## Start Material for this exercise

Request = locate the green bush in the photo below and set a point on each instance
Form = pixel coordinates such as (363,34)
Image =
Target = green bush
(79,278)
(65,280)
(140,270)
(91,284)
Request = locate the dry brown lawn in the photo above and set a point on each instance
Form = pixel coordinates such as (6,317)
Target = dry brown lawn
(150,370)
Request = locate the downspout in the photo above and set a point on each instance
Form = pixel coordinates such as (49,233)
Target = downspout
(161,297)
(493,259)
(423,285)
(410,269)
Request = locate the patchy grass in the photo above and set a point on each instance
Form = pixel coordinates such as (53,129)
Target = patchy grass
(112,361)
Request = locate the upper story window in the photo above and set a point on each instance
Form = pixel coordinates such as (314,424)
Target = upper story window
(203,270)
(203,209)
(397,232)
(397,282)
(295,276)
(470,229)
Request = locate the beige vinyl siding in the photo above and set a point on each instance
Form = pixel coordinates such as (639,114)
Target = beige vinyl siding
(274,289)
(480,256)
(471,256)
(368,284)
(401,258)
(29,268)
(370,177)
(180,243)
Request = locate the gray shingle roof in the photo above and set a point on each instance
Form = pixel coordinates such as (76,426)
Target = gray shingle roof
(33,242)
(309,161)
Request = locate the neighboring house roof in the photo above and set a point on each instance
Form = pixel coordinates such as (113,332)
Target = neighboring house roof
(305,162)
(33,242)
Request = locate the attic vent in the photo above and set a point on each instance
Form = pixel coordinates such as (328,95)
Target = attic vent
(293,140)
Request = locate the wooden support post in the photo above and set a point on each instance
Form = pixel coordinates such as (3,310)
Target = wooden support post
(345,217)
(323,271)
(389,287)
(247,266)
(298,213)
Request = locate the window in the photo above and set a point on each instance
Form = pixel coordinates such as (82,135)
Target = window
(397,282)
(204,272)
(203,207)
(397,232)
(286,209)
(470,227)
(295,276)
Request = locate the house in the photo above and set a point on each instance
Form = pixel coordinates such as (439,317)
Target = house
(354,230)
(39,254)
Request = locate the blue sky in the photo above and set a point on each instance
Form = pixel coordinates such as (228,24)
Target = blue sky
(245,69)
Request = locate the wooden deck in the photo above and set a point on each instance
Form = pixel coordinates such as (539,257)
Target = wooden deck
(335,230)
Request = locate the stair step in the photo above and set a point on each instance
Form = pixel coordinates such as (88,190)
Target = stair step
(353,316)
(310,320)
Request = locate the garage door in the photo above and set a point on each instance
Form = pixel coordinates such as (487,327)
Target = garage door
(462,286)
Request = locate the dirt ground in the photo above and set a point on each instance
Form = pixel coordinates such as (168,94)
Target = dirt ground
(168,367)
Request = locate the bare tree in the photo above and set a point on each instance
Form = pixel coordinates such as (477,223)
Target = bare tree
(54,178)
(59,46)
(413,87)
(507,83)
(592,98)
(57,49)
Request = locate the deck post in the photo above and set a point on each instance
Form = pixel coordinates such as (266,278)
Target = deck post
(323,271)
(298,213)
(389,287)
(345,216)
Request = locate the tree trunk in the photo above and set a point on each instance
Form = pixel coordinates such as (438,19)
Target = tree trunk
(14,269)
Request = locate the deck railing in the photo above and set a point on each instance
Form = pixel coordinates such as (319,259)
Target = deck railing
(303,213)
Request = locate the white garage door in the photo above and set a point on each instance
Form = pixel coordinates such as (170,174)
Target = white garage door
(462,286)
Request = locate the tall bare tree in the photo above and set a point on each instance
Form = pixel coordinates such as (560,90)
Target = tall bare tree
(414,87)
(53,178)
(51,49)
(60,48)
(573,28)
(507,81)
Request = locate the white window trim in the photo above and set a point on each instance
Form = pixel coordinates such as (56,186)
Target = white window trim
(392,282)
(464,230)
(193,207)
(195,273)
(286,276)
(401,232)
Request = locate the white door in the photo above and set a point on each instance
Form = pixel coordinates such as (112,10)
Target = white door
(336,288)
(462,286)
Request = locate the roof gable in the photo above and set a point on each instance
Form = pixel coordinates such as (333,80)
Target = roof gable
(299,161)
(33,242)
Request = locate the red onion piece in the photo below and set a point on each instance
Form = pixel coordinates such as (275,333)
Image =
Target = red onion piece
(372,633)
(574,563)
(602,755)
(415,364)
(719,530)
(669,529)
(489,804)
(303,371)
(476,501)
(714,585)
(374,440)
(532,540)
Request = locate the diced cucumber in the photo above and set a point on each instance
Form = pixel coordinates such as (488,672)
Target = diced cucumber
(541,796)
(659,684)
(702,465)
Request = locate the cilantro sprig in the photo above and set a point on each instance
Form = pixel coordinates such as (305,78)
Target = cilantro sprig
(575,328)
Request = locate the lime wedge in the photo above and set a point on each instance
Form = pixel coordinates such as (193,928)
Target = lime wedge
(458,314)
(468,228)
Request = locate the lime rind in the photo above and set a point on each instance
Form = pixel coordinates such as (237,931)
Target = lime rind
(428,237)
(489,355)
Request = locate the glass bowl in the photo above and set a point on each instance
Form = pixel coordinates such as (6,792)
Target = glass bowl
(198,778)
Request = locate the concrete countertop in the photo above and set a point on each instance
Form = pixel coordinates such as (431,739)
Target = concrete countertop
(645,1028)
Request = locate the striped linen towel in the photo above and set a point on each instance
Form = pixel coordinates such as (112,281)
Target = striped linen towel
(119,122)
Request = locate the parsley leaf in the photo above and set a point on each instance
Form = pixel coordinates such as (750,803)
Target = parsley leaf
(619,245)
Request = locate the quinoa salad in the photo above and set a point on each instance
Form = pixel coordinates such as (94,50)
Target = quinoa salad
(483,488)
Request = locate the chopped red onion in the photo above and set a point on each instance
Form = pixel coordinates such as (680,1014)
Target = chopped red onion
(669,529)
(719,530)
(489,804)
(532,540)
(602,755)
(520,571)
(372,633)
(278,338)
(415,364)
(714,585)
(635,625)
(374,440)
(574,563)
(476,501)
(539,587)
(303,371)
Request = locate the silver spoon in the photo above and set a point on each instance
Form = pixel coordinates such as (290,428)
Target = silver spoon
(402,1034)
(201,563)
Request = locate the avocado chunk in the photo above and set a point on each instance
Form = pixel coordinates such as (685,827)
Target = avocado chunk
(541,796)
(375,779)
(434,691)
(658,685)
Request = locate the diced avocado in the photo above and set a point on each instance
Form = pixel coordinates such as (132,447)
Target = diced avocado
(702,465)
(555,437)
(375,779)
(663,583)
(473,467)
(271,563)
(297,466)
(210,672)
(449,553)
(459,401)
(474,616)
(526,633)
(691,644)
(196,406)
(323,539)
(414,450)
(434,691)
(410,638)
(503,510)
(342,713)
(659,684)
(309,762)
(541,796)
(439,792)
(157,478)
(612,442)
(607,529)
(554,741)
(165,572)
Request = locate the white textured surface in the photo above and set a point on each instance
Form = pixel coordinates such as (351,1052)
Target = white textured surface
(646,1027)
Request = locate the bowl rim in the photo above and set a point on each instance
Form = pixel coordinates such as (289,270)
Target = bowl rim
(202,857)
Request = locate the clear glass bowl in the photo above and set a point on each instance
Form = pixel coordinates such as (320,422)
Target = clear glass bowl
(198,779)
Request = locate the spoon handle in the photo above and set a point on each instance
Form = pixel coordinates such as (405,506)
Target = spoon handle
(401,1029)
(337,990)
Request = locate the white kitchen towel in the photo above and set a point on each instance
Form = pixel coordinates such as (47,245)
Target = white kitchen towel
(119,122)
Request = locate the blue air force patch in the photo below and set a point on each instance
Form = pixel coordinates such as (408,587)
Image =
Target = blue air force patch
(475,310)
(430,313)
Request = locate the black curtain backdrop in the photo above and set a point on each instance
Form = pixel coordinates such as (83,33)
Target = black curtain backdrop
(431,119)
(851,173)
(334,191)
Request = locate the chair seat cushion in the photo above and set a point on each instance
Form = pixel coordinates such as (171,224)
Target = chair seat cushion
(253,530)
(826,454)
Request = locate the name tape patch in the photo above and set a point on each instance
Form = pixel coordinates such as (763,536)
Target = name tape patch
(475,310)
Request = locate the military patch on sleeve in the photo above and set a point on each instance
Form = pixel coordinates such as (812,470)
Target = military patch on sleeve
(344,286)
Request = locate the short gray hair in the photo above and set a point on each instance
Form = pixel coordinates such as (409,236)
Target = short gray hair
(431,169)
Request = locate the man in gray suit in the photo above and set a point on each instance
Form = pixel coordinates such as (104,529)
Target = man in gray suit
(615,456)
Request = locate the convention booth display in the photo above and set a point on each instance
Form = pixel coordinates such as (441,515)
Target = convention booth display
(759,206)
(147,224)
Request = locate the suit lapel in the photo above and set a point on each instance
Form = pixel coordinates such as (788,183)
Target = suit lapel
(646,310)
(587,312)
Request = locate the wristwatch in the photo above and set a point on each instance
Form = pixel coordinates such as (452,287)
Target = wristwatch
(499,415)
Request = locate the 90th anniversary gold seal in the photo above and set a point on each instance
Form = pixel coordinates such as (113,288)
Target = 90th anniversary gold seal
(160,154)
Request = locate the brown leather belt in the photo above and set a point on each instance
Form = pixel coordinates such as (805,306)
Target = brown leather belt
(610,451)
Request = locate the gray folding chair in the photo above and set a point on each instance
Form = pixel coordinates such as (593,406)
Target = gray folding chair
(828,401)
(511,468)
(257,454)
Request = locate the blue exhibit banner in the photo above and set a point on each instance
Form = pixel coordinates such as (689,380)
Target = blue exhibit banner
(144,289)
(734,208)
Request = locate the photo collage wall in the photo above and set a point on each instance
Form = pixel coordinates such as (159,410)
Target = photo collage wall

## End Material for this exercise

What is required:
With both ends included, please retype exactly the lines from the line containing "Request = locate the 90th" to the final line of the data.

Written response:
Request = locate the 90th anniversary gold seal in the photo above and set a point on each instance
Form = pixel coordinates such as (113,288)
Target = 90th anniversary gold seal
(160,154)
Request = locate the brown leather belt in the photo above and set a point on each instance
Form = pixel coordinates such as (805,306)
Target = brown leather belt
(610,451)
Request = locate the gray folding chair in the photo above and set a point on each instance
Form = pixel coordinates such as (593,406)
Target = gray folding chair
(828,401)
(511,468)
(257,454)
Request = locate the blue exhibit banner in the photo above and set a point on each instance
Form = pixel coordinates such as (689,380)
Target = blue exhibit banner
(144,289)
(734,208)
Request = locate the photo collage wall in the photo above and set a point on each instance
Form = pixel coordinates such as (159,410)
Target = photo collage wall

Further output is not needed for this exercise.